Selected passage -
--- START ---
This was interesting. It seems that DHS was suddenly trying to take back the presentation they had just given on Monday. However, despite their efforts, the same presentation was repeated unchanged by Mr. Homer once that week and twice the following week. I won’t go through everything that happened in the next few weeks, but I will point out that DHS, now that they had walked back what Homer said once, decided that wasn’t enough.

The next week, DHS held a meeting in New York, attended by Vice President Pence, Secretary Nielsen of DHS, Secretary of Energy Perry, CEO Tom Fanning of Southern Company, and Chris Krebs of DHS (a year before he put together CISA). In that meeting, Mr. Krebs went one better than the story DHS had put out the previous week: He said it wasn’t even an insignificant generating plant that was compromised. It was just two wind turbines!

Despite this contradiction, I believed the general tenor of both the DHS and Krebs statements was true. On August 7, I published this post. It asserted that either Jonathan Homer had been lying in his presentation, or Rebecca had completely misunderstood what he was talking about. In the post, I made some unfair, and – frankly - misogynistic, statements about Rebecca that I regret to this day. My next two posts on this topic continued to drink the DHS Kool-Aid and deprecate what Rebecca had written.
--- END ---
Task item -
Write what comes next in the passage on the DHS statements about Jonathan Homer's presentation, beginning after its final sentence. The lines that come after the passage have no connection to it.

Localization data, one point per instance
--- START ---
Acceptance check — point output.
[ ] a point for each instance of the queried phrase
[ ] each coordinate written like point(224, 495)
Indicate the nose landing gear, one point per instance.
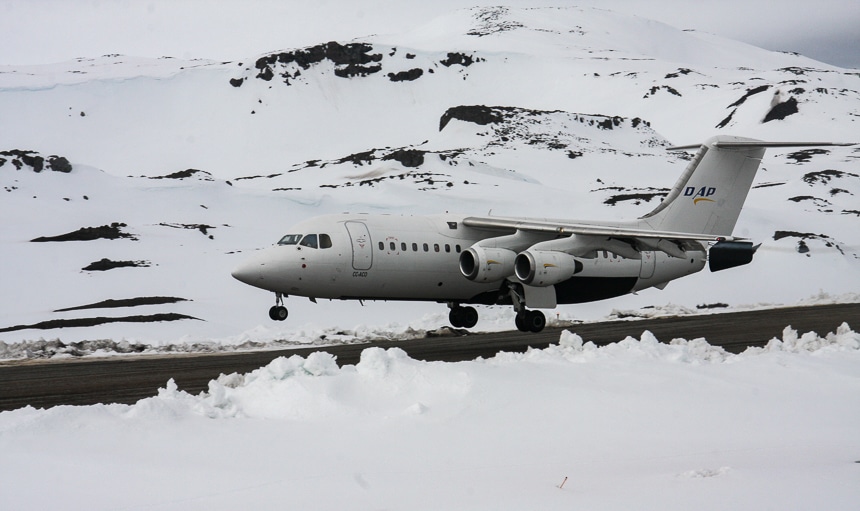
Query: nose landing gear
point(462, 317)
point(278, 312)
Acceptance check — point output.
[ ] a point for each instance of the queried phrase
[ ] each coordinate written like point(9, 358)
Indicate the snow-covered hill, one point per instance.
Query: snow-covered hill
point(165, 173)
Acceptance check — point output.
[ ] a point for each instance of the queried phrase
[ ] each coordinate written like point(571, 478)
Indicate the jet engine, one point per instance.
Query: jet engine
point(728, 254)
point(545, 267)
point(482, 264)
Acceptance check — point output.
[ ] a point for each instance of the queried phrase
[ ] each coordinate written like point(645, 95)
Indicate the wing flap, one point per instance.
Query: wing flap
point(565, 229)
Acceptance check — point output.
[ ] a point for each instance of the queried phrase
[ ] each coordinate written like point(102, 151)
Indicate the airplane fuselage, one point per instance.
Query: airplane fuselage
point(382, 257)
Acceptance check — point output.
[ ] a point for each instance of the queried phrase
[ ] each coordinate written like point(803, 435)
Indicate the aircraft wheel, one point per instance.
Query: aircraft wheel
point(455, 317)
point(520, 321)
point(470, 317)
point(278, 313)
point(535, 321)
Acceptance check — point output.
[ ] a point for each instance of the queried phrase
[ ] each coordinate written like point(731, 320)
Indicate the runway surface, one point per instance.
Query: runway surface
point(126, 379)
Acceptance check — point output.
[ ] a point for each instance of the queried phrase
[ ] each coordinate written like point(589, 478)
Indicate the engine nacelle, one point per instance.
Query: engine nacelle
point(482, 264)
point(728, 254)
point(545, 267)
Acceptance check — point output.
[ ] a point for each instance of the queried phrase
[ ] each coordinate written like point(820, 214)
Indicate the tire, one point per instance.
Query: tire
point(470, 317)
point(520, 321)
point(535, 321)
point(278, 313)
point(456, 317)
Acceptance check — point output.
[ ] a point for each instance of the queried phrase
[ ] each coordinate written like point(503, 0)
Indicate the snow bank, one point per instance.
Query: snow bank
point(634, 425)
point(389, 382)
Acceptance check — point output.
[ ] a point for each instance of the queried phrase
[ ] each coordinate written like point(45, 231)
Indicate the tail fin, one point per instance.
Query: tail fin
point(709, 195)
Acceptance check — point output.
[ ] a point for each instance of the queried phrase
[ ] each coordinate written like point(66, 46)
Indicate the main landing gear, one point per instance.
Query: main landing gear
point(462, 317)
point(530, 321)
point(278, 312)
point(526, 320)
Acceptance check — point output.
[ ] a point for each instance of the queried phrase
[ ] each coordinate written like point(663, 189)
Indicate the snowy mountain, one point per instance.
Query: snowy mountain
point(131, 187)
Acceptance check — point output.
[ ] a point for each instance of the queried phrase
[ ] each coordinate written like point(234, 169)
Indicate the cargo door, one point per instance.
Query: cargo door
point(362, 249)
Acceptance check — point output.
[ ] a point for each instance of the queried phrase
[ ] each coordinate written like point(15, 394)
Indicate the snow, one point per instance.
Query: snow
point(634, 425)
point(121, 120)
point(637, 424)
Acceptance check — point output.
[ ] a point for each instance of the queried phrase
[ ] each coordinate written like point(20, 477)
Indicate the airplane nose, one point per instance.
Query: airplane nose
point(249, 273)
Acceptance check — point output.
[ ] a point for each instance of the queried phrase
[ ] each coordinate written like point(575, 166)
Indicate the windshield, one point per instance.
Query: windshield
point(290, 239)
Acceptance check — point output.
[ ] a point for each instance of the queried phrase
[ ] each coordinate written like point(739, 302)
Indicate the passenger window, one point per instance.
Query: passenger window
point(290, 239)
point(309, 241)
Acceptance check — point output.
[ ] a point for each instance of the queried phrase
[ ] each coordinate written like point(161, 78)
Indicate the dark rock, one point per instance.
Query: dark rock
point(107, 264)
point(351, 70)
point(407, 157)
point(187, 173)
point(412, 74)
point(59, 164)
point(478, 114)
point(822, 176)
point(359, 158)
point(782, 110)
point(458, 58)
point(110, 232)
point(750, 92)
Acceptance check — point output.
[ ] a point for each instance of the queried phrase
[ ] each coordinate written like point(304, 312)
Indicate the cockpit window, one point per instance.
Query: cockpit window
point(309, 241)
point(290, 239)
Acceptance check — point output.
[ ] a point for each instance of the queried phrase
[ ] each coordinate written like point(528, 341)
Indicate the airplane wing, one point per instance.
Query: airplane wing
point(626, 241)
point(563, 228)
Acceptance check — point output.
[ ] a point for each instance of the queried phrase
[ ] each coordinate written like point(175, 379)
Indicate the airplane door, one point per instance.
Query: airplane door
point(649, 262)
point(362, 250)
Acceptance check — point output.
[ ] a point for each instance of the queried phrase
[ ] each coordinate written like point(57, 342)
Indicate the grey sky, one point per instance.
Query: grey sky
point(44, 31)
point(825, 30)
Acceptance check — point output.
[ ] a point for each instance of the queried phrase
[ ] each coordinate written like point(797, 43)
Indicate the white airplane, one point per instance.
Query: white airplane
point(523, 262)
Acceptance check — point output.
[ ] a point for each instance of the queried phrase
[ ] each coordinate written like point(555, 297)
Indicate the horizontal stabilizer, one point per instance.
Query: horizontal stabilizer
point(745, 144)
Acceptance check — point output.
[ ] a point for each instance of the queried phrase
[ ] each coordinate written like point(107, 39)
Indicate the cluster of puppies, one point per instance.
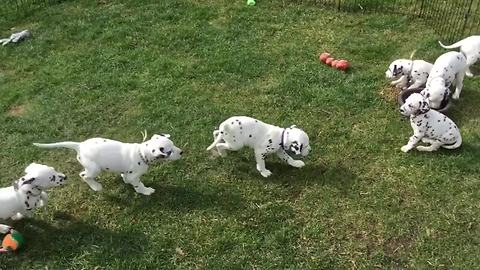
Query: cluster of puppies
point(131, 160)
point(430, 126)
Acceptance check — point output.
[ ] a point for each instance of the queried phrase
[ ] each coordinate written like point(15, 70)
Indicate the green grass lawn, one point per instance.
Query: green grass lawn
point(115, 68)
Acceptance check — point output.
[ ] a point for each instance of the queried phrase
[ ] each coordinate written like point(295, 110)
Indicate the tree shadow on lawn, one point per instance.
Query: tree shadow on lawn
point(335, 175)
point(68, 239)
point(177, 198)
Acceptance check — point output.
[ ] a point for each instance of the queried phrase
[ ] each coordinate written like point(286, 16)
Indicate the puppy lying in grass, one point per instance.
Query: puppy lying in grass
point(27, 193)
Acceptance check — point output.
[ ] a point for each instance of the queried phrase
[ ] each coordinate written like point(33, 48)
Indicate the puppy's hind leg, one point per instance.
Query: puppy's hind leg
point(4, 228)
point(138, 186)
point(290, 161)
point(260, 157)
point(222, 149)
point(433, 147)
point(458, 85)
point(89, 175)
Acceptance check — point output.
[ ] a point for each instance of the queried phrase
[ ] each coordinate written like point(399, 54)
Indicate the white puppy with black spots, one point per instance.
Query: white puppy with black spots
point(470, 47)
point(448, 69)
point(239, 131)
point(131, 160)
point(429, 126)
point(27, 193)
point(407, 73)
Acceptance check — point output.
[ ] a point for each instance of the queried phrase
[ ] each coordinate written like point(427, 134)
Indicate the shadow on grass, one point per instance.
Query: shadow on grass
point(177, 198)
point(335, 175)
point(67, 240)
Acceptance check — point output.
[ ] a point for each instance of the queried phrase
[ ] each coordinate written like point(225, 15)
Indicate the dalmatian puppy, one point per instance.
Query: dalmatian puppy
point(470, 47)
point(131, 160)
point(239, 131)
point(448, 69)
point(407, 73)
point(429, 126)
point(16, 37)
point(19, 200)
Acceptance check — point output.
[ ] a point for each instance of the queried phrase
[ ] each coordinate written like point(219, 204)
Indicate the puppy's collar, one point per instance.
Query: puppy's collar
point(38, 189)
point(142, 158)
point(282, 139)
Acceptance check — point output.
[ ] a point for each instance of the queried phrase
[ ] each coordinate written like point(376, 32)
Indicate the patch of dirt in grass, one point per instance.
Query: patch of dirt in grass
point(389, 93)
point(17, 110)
--- END ---
Response for this exercise -
However, on September 4 I changed my tune in this post. I did this partly because the contradictions in the DHS story had become impossible to reconcile. However, the main reason I changed my position was that Rebecca had emailed me the previous Friday (it turns out she had been a longtime reader of my blog). I apologized to her for my statements in the August 7 post and she accepted my apology. Being one of the two WSJ reporters that disclosed the Enron scandal and having written the definitive book on Enron’s collapse (of which her reporting was one of the main causes), I imagine she’d seen a lot worse statements written about her. I described what she said on the phone in my September 4 post, although she wouldn’t let me reveal her name.

In that call, Rebecca made it clear that she didn’t misunderstand Jonathan Homer’s statements (in fact, she had listened to the two repeat webinars that Homer presented the following week. She said all three webinars were close to identical, although the one she wrote about in her article had some technical problems). In the post, I paraphrased what she said:

…the people at DHS who made the statements at the briefings…really meant what they were trying to say (notwithstanding the fact that they confused control centers with control rooms): that the Russians had penetrated more than one utility control center, where they actually could control the flow of power on the grid itself. That meant to me that they had penetrated the Energy Management System (EMS). This system forms the core of the mission of most electric utilities, since it allows them to control power flows over their network.

The same day that I talked with Rebecca, a well-respected CIP auditor (who also had to remain anonymous) pointed out to me that a screen shot, that was captured by the Russian attackers and displayed in Jonathan Homer’s webinar, showed that the Russians had penetrated a combustion turbine gas plant. CT plants are usually fairly large, so most industry observers wouldn’t consider one to be just an “insignificant plant” – the phrase DHS had used to describe the single plant that was penetrated by the Russians. Of course, a CT plant would also never be mistaken for “just two wind turbines”.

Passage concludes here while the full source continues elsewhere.